(Task to complete): Repeat the stretch of rows from the line containing "My question is: where does the grass" through the end of the rows, changing "bounding box" to "enclosing rectangle" and keeping everything else the same. Leave the pictures out of your answer.

(Extracted data):

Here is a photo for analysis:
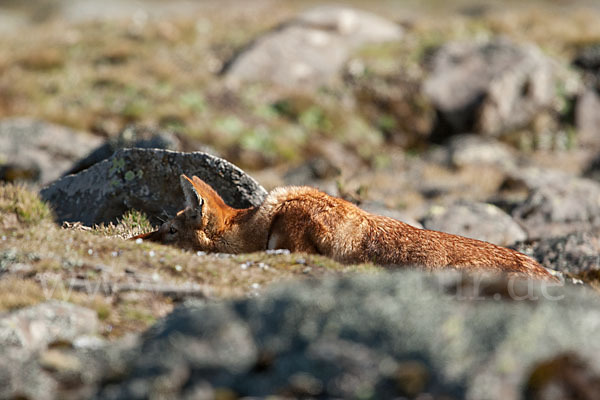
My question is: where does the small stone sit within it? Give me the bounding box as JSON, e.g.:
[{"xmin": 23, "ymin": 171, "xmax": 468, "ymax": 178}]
[{"xmin": 39, "ymin": 349, "xmax": 81, "ymax": 372}]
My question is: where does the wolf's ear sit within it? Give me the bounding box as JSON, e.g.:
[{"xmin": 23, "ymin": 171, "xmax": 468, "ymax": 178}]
[{"xmin": 179, "ymin": 174, "xmax": 204, "ymax": 213}]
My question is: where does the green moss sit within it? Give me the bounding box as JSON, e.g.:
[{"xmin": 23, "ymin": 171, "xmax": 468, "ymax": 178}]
[{"xmin": 0, "ymin": 184, "xmax": 52, "ymax": 224}]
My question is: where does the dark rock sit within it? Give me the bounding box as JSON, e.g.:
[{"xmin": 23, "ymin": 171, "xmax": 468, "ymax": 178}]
[
  {"xmin": 63, "ymin": 126, "xmax": 181, "ymax": 175},
  {"xmin": 446, "ymin": 134, "xmax": 517, "ymax": 168},
  {"xmin": 97, "ymin": 271, "xmax": 600, "ymax": 399},
  {"xmin": 0, "ymin": 118, "xmax": 101, "ymax": 185},
  {"xmin": 424, "ymin": 38, "xmax": 556, "ymax": 140},
  {"xmin": 573, "ymin": 43, "xmax": 600, "ymax": 90},
  {"xmin": 511, "ymin": 168, "xmax": 600, "ymax": 238},
  {"xmin": 575, "ymin": 89, "xmax": 600, "ymax": 149},
  {"xmin": 41, "ymin": 149, "xmax": 266, "ymax": 225},
  {"xmin": 224, "ymin": 5, "xmax": 402, "ymax": 88},
  {"xmin": 513, "ymin": 230, "xmax": 600, "ymax": 275},
  {"xmin": 423, "ymin": 201, "xmax": 527, "ymax": 246}
]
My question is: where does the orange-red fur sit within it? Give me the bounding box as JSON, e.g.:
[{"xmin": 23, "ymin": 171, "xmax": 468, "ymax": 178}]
[{"xmin": 136, "ymin": 175, "xmax": 552, "ymax": 279}]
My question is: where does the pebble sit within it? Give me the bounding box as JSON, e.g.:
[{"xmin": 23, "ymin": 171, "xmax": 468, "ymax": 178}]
[{"xmin": 265, "ymin": 249, "xmax": 290, "ymax": 255}]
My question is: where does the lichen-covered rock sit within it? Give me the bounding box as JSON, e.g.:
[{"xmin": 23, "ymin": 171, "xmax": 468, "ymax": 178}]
[
  {"xmin": 446, "ymin": 134, "xmax": 517, "ymax": 168},
  {"xmin": 423, "ymin": 202, "xmax": 527, "ymax": 246},
  {"xmin": 0, "ymin": 301, "xmax": 99, "ymax": 399},
  {"xmin": 0, "ymin": 118, "xmax": 102, "ymax": 185},
  {"xmin": 225, "ymin": 5, "xmax": 402, "ymax": 88},
  {"xmin": 513, "ymin": 230, "xmax": 600, "ymax": 274},
  {"xmin": 97, "ymin": 271, "xmax": 600, "ymax": 400},
  {"xmin": 511, "ymin": 168, "xmax": 600, "ymax": 238},
  {"xmin": 424, "ymin": 38, "xmax": 557, "ymax": 140},
  {"xmin": 63, "ymin": 126, "xmax": 181, "ymax": 175},
  {"xmin": 41, "ymin": 149, "xmax": 266, "ymax": 225}
]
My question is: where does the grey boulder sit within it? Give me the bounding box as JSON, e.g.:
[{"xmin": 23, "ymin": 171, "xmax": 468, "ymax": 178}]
[
  {"xmin": 0, "ymin": 118, "xmax": 102, "ymax": 185},
  {"xmin": 424, "ymin": 38, "xmax": 557, "ymax": 140},
  {"xmin": 513, "ymin": 229, "xmax": 600, "ymax": 276},
  {"xmin": 224, "ymin": 5, "xmax": 403, "ymax": 88},
  {"xmin": 0, "ymin": 301, "xmax": 99, "ymax": 400},
  {"xmin": 97, "ymin": 271, "xmax": 600, "ymax": 400},
  {"xmin": 423, "ymin": 201, "xmax": 527, "ymax": 246},
  {"xmin": 40, "ymin": 149, "xmax": 266, "ymax": 225},
  {"xmin": 511, "ymin": 168, "xmax": 600, "ymax": 239}
]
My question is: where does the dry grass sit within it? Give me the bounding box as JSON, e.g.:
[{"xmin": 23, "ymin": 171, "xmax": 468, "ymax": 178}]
[
  {"xmin": 0, "ymin": 2, "xmax": 600, "ymax": 169},
  {"xmin": 0, "ymin": 185, "xmax": 377, "ymax": 337}
]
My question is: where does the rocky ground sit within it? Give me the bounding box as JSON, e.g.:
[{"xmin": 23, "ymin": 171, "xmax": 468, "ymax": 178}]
[{"xmin": 0, "ymin": 0, "xmax": 600, "ymax": 399}]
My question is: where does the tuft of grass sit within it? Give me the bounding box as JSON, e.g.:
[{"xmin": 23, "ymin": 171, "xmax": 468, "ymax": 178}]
[
  {"xmin": 94, "ymin": 210, "xmax": 153, "ymax": 239},
  {"xmin": 0, "ymin": 184, "xmax": 52, "ymax": 224},
  {"xmin": 0, "ymin": 276, "xmax": 44, "ymax": 312}
]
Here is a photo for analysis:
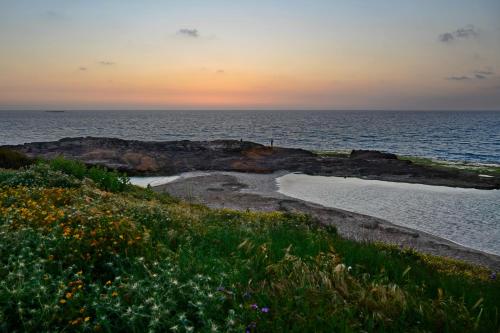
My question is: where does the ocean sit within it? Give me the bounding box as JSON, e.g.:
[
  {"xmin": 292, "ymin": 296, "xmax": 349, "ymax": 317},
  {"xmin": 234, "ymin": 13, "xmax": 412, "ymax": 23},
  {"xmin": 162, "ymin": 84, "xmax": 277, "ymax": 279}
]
[{"xmin": 0, "ymin": 110, "xmax": 500, "ymax": 164}]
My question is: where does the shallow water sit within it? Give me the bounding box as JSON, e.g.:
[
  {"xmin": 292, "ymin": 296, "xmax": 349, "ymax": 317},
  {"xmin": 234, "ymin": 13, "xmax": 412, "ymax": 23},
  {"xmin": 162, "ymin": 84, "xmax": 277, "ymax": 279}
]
[{"xmin": 277, "ymin": 174, "xmax": 500, "ymax": 255}]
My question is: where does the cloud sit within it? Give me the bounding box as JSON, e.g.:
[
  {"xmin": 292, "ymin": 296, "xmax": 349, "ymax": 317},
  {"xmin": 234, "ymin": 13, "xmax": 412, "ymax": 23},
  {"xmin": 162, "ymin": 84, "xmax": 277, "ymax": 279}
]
[
  {"xmin": 438, "ymin": 25, "xmax": 479, "ymax": 43},
  {"xmin": 446, "ymin": 75, "xmax": 472, "ymax": 81},
  {"xmin": 446, "ymin": 70, "xmax": 495, "ymax": 81},
  {"xmin": 177, "ymin": 28, "xmax": 200, "ymax": 38}
]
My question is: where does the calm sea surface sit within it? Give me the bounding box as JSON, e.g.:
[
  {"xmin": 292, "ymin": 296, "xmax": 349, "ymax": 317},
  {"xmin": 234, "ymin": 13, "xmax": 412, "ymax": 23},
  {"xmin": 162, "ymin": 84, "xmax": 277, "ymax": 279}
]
[
  {"xmin": 0, "ymin": 111, "xmax": 500, "ymax": 164},
  {"xmin": 278, "ymin": 174, "xmax": 500, "ymax": 255}
]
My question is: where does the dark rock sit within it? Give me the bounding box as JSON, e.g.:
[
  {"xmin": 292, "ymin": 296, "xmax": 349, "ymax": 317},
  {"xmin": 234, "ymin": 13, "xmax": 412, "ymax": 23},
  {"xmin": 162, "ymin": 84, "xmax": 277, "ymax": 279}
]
[{"xmin": 4, "ymin": 137, "xmax": 500, "ymax": 189}]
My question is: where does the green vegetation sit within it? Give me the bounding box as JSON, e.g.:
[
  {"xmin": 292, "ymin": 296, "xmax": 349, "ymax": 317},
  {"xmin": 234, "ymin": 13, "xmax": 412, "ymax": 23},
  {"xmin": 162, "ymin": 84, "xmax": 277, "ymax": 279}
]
[
  {"xmin": 312, "ymin": 150, "xmax": 351, "ymax": 157},
  {"xmin": 398, "ymin": 156, "xmax": 500, "ymax": 177},
  {"xmin": 0, "ymin": 160, "xmax": 500, "ymax": 332}
]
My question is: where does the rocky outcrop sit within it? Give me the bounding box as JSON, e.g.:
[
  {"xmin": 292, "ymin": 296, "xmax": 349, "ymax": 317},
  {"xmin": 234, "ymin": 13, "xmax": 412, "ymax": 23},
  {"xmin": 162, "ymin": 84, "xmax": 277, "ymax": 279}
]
[{"xmin": 5, "ymin": 137, "xmax": 500, "ymax": 189}]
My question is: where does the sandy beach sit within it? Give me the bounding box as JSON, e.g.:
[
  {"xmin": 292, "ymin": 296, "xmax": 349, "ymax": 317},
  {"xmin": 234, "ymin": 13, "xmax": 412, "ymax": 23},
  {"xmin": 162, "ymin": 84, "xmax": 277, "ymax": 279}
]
[{"xmin": 149, "ymin": 172, "xmax": 500, "ymax": 270}]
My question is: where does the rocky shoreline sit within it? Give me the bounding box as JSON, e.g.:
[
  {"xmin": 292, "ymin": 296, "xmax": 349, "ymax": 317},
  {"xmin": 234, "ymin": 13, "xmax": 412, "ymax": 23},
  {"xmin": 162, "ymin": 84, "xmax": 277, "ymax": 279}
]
[
  {"xmin": 3, "ymin": 137, "xmax": 500, "ymax": 189},
  {"xmin": 153, "ymin": 172, "xmax": 500, "ymax": 271}
]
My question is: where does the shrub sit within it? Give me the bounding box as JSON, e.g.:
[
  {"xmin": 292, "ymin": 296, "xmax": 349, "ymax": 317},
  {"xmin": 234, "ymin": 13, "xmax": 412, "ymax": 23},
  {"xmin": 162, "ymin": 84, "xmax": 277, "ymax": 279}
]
[{"xmin": 48, "ymin": 157, "xmax": 130, "ymax": 192}]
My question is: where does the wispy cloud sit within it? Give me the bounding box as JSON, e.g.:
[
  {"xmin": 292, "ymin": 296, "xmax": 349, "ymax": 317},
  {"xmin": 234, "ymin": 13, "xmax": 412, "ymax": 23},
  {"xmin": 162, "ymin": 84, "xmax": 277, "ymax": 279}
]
[
  {"xmin": 438, "ymin": 25, "xmax": 479, "ymax": 43},
  {"xmin": 474, "ymin": 71, "xmax": 495, "ymax": 76},
  {"xmin": 177, "ymin": 28, "xmax": 200, "ymax": 38},
  {"xmin": 98, "ymin": 60, "xmax": 116, "ymax": 66}
]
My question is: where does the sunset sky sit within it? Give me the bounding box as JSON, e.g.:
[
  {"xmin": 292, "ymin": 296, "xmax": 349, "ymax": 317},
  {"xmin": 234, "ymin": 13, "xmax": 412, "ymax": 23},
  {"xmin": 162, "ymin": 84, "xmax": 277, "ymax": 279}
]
[{"xmin": 0, "ymin": 0, "xmax": 500, "ymax": 110}]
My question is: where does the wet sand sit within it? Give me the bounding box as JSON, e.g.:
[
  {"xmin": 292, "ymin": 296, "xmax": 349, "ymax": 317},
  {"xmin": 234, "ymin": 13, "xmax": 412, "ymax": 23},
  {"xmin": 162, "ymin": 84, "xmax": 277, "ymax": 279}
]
[{"xmin": 154, "ymin": 172, "xmax": 500, "ymax": 271}]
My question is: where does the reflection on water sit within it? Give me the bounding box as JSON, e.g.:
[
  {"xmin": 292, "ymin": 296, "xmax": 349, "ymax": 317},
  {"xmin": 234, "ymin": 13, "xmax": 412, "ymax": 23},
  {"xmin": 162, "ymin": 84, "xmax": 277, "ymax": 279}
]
[
  {"xmin": 278, "ymin": 174, "xmax": 500, "ymax": 255},
  {"xmin": 130, "ymin": 176, "xmax": 179, "ymax": 187}
]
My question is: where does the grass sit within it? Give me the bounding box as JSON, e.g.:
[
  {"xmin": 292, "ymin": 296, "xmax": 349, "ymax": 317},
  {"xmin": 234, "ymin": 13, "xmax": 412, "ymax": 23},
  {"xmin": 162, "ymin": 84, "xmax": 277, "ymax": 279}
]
[
  {"xmin": 0, "ymin": 148, "xmax": 34, "ymax": 169},
  {"xmin": 0, "ymin": 160, "xmax": 500, "ymax": 332}
]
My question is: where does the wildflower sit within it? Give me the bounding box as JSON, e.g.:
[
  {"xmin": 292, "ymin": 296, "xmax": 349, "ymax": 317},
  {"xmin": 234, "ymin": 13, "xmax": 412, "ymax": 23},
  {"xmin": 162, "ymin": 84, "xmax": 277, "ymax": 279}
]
[{"xmin": 245, "ymin": 322, "xmax": 257, "ymax": 333}]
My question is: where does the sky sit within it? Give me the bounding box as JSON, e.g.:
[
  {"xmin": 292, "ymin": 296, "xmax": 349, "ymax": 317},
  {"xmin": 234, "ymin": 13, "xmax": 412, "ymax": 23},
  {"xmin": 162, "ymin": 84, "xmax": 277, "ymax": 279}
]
[{"xmin": 0, "ymin": 0, "xmax": 500, "ymax": 110}]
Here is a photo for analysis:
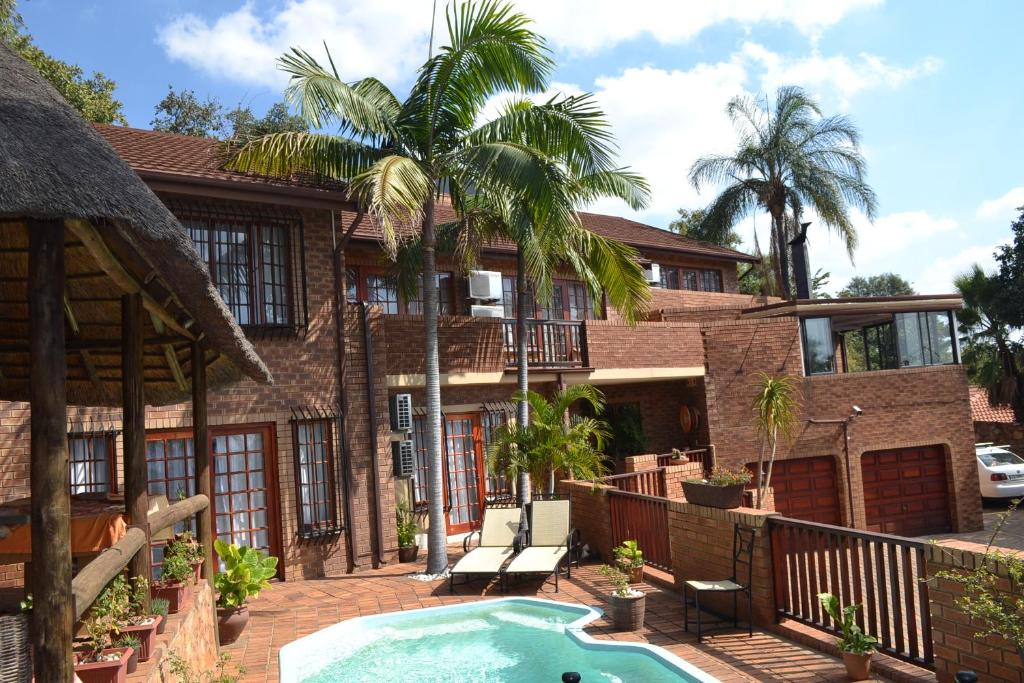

(Response to this task):
My question is: where does the grass sit within it? Give me the enclosing rectangle as JSON, e.g.:
[
  {"xmin": 292, "ymin": 296, "xmax": 349, "ymax": 317},
  {"xmin": 234, "ymin": 13, "xmax": 412, "ymax": 23},
  {"xmin": 162, "ymin": 84, "xmax": 277, "ymax": 279}
]
[
  {"xmin": 0, "ymin": 148, "xmax": 34, "ymax": 169},
  {"xmin": 0, "ymin": 160, "xmax": 500, "ymax": 332}
]
My question is: where does the wildflower sit within it? Give me the enclosing rectangle as JSON, e.g.:
[
  {"xmin": 292, "ymin": 296, "xmax": 349, "ymax": 317},
  {"xmin": 234, "ymin": 13, "xmax": 412, "ymax": 23},
  {"xmin": 162, "ymin": 84, "xmax": 277, "ymax": 279}
]
[{"xmin": 245, "ymin": 322, "xmax": 257, "ymax": 333}]
My question is: where does the sky sit within it? Give me the enclosing rectangle as JSON, e.g.:
[
  {"xmin": 292, "ymin": 296, "xmax": 349, "ymax": 317},
  {"xmin": 234, "ymin": 13, "xmax": 412, "ymax": 23},
  {"xmin": 162, "ymin": 84, "xmax": 277, "ymax": 279}
]
[{"xmin": 0, "ymin": 0, "xmax": 500, "ymax": 110}]
Here is a photo for analysis:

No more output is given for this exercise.